▶ TEXTO EXTRAÍDO
● ● ● ●

FORMAÇÃO DAS PROFESSORAS DO CAMPO DE VICÊNCIA – PE
A CONCEPÇÃO PEDAGÓGICA DA PEDAGOGIA NO MUNICÍPIO
No ano de 1998 o SERTA realizou oficinas de Educação do Campo em vários municípios e mensalmente realizava uma oficina temática regional com a participação de até 16 municípios. Esse é de uma municipal. O Município de Vicência foi fundamental na Educação do Campo, pois toda a gestão da prefeita Eva Andrade Lima, Secretária Sara Lima, Diretora de Ensino Ilza André Vicente às professoras assumiu a proposta e todas participavam das oficinas com o SERTA e a supervisão pedagógica participava das reuniões de monitoramento. A sistematização da experiência encontra-se no livro Múltiplos Olhares sobre uma Experiência Pedagógica, 2005 coordenada pela professora Socorro Silva da UNB, hoje na UFCG.
LOCAL: VICÊNCIA
DATA: 09 e 10 de outubro de 1998
DIA 09/10/98
1. PRIMEIRO MOMENTO DA OFICINA:
A apresentação foi feita, a partir de duas perguntas colocadas por Moura, educador do SERTA:
- Qual seu nome e
- Qual a matéria que você mais gosta de ensinar e a que não gosta de ensinar?
Em seguida, Moura fez uma explanação geral sobre o tema da oficina. Sendo a primeira oficina que o SERTA estava fazendo em um município com o programa apenas iniciando, a proposta, seria começar discutindo a concepção que existe sobre o Programa, por parte dos familiares, das crianças e adolescentes, das professoras, monitoras, gestores e políticos. A partir deste ponto, seria aprofundar o sentido da Escola, o papel e função que a mesma exerce nas pessoas, a relação desta com o novo Programa da Bolsa Escola. Que concepção precisaria ser construída para que tal união, pudesse dar frutos.
I. PRIMEIRA PARTE: A PESQUISA SOBRE O QUE PENSAM A RESPEITO DO PROGRAMA BOLSA ESCOLA
1. PESQUISA EM GRUPO
Os presentes foram divididos em seis grupos para discutir a seguinte questão: O que dizem a respeito do Programa Bolsa Escola os seguintes sujeitos sociais? Cada grupo tratou de um sujeito social específico. Depois de 30 minutos, os grupos receberam a tarefa de expor em plenária as respostas de forma diferente uma das outras.

● ● ● ●

▶ TRECHOS DAS ENTRADAS
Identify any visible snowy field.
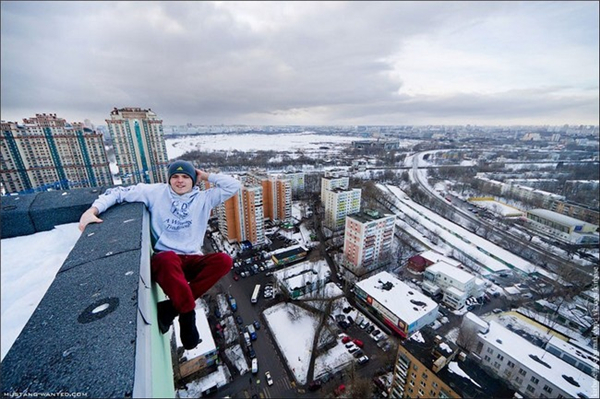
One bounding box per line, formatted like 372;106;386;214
378;185;543;273
165;133;362;159
470;200;524;217
264;303;318;384
0;223;81;359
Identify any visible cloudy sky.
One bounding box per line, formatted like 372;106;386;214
0;1;600;125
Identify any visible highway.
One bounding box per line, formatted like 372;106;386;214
411;152;591;280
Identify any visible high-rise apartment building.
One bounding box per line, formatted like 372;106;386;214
343;210;396;276
246;173;292;222
218;173;292;244
217;176;265;245
278;172;305;195
106;108;169;184
323;188;361;231
0;114;113;193
321;174;350;204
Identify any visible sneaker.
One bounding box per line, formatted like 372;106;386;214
179;310;202;350
157;300;177;334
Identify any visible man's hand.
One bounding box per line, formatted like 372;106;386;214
79;207;102;233
196;169;208;181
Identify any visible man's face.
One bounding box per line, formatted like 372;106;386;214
169;173;193;195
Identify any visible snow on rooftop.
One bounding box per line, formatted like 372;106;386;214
427;261;475;284
527;209;593;226
465;312;489;331
356;272;438;325
177;365;231;398
448;362;481;388
0;223;81;359
409;331;425;343
479;320;597;398
469;200;524;217
273;260;331;290
419;250;461;266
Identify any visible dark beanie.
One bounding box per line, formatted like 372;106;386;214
169;161;196;186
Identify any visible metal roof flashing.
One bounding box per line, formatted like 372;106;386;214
1;198;175;398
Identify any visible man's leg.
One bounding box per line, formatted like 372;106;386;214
151;251;202;349
150;251;196;313
182;252;233;298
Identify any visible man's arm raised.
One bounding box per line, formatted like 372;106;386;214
79;206;102;233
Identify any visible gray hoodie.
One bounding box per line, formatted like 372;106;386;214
92;173;241;255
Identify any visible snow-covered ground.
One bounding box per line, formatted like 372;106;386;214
378;185;541;274
263;303;318;384
471;200;523;217
165;133;362;159
0;223;81;359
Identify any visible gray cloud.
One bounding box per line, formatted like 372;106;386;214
1;1;598;124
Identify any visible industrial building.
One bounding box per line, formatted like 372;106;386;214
354;272;438;338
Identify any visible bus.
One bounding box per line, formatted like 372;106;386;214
250;284;260;303
246;324;256;341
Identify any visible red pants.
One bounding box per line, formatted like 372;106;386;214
150;251;233;313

● ● ● ●

▶ O QUE FAZER
Transcreva sem nenhuma alteração a passagem do texto sobre a oficina de Educação do Campo em Vicência que se abre com as palavras contendo "Em seguida, Moura" e se encerra em "pudesse dar frutos.".

▶ SOLUÇÃO DO EXERCÍCIO
Em seguida, Moura fez uma explanação geral sobre o tema da oficina. Sendo a primeira oficina que o SERTA estava fazendo em um município com o programa apenas iniciando, a proposta, seria começar discutindo a concepção que existe sobre o Programa, por parte dos familiares, das crianças e adolescentes, das professoras, monitoras, gestores e políticos. A partir deste ponto, seria aprofundar o sentido da Escola, o papel e função que a mesma exerce nas pessoas, a relação desta com o novo Programa da Bolsa Escola. Que concepção precisaria ser construída para que tal união, pudesse dar frutos.